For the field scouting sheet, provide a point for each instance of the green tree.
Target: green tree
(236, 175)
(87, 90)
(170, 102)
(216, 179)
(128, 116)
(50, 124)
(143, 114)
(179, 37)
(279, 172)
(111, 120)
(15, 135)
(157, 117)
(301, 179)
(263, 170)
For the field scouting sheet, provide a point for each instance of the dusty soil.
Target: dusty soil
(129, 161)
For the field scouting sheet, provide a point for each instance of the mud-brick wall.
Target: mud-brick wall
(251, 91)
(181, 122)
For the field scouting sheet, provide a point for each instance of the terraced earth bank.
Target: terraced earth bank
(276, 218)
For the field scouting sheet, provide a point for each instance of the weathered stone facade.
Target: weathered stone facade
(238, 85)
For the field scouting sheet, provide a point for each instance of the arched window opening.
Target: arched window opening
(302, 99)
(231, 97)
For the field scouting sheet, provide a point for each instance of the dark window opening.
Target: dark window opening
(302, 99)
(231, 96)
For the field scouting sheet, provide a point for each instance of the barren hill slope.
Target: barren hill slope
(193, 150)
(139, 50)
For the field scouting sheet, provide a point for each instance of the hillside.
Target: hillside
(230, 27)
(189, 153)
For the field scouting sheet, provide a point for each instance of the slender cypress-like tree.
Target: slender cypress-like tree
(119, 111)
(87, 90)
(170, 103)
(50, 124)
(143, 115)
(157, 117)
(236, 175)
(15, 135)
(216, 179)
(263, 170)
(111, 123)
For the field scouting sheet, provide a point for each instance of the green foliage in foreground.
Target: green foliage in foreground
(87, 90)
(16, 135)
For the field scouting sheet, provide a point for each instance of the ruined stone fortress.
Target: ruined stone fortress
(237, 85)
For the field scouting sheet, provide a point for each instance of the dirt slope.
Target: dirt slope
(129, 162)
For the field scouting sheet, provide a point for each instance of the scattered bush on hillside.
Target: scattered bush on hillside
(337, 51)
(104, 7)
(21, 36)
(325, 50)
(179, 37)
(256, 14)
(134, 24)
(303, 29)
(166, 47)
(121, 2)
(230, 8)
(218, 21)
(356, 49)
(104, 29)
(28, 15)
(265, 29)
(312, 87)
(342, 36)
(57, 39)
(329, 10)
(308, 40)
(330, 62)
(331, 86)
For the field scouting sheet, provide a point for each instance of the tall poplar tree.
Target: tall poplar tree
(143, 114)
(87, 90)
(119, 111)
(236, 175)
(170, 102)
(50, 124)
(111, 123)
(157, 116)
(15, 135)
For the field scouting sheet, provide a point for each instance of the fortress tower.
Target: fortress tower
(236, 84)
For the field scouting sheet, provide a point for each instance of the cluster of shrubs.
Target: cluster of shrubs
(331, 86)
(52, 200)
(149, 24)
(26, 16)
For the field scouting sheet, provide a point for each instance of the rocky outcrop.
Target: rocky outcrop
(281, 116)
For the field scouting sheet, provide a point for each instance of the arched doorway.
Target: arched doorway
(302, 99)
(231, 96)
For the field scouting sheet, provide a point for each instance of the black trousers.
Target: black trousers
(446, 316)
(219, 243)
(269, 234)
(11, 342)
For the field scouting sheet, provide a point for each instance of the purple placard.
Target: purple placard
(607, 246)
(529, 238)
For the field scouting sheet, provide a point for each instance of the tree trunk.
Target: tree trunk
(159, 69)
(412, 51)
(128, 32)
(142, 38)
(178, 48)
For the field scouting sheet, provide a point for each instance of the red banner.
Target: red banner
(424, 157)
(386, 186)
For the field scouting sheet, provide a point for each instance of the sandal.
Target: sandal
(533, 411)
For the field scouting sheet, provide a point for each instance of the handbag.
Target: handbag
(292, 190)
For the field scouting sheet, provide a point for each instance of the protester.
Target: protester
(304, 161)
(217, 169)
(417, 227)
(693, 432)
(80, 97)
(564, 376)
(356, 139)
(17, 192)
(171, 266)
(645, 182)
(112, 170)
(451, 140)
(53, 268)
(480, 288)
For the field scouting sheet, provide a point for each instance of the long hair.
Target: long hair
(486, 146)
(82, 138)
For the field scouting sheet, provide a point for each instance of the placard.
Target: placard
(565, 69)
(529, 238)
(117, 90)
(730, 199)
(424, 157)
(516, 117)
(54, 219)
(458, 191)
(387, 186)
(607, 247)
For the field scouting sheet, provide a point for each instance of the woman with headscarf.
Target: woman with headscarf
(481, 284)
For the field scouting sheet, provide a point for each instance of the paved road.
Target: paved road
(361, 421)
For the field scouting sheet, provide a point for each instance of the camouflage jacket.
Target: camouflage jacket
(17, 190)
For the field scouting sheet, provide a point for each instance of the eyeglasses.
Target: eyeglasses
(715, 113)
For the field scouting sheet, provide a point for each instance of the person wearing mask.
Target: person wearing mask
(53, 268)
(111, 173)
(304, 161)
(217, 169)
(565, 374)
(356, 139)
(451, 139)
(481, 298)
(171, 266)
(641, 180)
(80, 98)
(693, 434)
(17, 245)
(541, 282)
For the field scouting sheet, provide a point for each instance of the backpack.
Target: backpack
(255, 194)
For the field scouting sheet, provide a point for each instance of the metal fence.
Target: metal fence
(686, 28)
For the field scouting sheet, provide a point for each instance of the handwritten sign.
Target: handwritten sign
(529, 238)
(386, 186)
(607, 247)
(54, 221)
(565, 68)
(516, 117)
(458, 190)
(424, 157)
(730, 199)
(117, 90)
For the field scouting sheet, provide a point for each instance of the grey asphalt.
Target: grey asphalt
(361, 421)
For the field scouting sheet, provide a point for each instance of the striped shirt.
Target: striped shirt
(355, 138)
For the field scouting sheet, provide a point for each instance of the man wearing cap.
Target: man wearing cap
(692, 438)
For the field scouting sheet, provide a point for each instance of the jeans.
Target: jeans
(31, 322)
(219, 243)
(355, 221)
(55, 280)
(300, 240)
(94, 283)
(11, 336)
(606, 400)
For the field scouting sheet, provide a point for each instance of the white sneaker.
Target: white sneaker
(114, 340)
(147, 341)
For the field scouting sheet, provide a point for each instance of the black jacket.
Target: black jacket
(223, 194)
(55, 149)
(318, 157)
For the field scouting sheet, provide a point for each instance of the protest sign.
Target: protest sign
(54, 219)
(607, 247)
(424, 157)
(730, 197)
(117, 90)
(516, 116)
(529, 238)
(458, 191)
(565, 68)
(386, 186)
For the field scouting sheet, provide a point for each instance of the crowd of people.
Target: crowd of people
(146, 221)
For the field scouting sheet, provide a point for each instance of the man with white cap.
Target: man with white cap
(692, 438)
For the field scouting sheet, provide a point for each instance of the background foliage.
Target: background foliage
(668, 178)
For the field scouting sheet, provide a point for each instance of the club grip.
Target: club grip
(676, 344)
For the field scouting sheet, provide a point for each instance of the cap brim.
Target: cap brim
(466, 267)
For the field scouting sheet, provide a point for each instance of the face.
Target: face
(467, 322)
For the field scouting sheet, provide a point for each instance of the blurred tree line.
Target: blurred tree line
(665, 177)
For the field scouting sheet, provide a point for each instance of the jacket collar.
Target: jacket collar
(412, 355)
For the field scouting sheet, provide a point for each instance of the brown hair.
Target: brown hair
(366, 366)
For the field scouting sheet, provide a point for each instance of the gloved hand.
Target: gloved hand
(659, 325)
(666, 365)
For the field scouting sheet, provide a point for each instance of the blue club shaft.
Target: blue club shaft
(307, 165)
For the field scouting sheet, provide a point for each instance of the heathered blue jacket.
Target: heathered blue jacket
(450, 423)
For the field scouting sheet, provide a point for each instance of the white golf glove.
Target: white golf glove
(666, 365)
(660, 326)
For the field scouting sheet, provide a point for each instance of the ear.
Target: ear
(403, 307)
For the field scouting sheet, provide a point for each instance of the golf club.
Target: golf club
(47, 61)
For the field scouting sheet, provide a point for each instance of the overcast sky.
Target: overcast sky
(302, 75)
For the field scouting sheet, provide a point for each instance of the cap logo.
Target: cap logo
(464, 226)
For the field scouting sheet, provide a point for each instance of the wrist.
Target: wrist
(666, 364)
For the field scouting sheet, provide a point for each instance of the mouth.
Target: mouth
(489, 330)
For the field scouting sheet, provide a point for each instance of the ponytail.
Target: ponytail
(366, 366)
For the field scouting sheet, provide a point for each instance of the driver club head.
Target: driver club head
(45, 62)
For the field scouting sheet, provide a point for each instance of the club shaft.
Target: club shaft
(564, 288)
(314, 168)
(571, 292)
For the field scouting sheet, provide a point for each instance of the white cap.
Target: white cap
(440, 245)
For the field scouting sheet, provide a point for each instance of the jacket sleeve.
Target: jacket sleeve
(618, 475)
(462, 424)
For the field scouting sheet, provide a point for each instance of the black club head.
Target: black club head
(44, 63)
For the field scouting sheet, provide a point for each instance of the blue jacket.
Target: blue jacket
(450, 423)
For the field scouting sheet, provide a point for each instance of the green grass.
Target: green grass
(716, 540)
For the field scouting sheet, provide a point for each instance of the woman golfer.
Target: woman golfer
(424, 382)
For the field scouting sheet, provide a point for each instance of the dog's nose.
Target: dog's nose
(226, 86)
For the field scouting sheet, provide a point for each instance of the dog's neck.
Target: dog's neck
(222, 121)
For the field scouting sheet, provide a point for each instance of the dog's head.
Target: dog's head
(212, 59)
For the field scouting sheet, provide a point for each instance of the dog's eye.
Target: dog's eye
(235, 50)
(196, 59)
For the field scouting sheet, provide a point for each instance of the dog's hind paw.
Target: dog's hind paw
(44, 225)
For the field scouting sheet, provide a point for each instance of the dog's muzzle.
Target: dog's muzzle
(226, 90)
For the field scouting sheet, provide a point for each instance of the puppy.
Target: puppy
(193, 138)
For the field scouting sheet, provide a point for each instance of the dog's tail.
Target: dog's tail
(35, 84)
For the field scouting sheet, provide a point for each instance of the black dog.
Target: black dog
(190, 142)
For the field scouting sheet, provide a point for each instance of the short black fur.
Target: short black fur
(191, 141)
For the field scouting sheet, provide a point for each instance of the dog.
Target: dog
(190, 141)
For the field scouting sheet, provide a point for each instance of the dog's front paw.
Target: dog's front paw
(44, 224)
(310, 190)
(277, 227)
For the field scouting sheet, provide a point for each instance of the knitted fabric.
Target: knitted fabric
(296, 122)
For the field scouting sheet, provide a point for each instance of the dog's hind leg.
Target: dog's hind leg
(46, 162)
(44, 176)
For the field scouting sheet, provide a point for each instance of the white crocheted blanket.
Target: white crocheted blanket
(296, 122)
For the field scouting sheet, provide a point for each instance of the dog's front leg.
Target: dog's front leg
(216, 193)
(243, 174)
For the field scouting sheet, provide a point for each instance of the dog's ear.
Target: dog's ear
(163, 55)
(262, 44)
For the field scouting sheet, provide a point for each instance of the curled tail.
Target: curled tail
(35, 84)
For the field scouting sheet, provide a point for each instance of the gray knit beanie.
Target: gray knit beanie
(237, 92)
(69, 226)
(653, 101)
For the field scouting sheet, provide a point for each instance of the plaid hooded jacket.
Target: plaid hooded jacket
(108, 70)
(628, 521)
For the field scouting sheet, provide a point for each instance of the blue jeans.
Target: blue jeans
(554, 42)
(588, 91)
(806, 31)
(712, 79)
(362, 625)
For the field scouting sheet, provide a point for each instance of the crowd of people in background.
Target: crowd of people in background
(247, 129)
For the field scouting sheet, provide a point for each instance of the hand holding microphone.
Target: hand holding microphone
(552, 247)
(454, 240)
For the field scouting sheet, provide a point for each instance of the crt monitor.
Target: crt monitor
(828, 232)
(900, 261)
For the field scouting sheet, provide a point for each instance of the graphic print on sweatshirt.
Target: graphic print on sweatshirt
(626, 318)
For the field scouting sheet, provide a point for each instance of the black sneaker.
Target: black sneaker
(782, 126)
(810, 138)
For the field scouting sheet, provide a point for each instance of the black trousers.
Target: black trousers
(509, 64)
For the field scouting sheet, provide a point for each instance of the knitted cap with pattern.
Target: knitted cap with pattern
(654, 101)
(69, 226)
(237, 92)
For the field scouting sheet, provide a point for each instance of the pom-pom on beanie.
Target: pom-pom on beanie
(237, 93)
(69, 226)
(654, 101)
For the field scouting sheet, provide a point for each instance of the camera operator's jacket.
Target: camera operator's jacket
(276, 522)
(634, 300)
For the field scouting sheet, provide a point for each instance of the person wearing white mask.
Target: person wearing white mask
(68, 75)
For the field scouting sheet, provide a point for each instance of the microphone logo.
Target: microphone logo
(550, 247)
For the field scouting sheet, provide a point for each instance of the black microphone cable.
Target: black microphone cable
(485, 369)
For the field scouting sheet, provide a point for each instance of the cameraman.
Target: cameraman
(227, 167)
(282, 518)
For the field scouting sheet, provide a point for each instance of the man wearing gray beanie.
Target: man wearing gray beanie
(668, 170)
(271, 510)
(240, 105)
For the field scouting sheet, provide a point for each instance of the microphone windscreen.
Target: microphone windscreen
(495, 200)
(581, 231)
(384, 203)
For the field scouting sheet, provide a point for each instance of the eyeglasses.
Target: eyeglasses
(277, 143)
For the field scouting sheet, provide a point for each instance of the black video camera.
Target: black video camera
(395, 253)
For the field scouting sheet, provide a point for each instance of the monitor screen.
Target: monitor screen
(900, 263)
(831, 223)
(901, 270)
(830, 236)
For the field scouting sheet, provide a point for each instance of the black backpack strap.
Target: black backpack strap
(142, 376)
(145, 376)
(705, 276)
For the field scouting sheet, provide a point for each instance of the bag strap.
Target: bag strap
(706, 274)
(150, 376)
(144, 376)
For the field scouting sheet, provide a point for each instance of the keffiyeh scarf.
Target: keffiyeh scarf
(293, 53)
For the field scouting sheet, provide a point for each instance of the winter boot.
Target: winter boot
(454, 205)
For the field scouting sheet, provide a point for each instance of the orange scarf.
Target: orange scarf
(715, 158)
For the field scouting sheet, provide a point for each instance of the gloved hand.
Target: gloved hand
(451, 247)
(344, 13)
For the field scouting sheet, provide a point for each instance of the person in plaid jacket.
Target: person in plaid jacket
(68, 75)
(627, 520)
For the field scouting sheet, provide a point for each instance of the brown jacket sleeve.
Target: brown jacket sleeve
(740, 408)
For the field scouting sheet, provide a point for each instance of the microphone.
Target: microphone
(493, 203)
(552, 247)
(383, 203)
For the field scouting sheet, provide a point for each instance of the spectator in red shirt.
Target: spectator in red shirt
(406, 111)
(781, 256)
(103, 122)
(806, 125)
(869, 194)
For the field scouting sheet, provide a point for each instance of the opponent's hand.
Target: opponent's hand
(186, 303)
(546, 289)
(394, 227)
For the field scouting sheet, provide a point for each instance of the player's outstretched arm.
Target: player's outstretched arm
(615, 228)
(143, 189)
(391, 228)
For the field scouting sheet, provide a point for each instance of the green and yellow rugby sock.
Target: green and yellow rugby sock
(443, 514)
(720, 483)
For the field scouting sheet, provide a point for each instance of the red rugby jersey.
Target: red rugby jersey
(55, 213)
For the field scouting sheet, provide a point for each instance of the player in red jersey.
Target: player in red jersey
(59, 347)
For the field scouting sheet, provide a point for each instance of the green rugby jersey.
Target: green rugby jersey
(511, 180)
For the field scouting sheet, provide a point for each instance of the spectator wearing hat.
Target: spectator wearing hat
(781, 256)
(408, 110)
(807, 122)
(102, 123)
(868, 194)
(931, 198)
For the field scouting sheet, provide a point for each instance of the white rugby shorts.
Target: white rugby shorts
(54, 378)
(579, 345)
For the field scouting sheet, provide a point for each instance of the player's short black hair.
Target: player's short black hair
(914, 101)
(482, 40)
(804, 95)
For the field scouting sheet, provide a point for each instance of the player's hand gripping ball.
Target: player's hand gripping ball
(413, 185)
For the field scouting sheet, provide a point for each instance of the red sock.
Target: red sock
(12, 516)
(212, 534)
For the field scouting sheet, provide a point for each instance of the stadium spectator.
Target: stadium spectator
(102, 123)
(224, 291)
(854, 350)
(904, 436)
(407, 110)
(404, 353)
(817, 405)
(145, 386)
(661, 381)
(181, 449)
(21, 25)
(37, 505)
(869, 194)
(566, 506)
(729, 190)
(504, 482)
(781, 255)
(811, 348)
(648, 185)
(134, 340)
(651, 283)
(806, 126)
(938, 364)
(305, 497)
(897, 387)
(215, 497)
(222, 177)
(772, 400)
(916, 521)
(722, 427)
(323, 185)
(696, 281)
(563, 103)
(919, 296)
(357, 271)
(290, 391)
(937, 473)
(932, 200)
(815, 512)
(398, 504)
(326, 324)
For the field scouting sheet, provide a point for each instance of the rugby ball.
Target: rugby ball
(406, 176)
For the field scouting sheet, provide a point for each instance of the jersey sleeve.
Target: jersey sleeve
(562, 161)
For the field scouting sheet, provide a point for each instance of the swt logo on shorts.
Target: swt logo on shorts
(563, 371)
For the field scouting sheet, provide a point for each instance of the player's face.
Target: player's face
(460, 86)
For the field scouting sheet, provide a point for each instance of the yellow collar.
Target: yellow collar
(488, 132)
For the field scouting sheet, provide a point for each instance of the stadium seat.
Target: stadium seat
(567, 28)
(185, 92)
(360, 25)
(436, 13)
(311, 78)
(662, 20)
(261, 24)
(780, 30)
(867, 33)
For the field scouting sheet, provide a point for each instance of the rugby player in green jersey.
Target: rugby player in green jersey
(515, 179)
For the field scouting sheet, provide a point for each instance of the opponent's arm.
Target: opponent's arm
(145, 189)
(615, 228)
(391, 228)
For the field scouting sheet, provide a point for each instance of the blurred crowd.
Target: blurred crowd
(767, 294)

What to produce> Within the material above, the line with "dog's hind paw." opens the range and the line with "dog's front paw." closes it; reproduce that range word for word.

Result below>
For the field scouting sheet, provide a point for each instance of the dog's hind paw.
Target: dog's hind paw
(44, 225)
For the field scouting sheet, provide a point for each instance of the dog's muzzle.
Target: dog's muzzle
(226, 90)
For the field scouting sheet, provide a point for each instance of the puppy.
Target: puppy
(193, 138)
For the field scouting sheet, provide a point for each instance of the dog's tail.
Target: dog's tail
(35, 84)
For the field scouting sheet, provide a point for each instance of the black dog.
Target: black dog
(190, 142)
For the field scouting sheet, provide a point for each instance of the short black fur.
Target: short black fur
(191, 141)
For the field scouting sheet, provide a point for each instance of the dog.
Target: dog
(190, 141)
For the field scouting sheet, provide a point for each instance of the dog's front paw.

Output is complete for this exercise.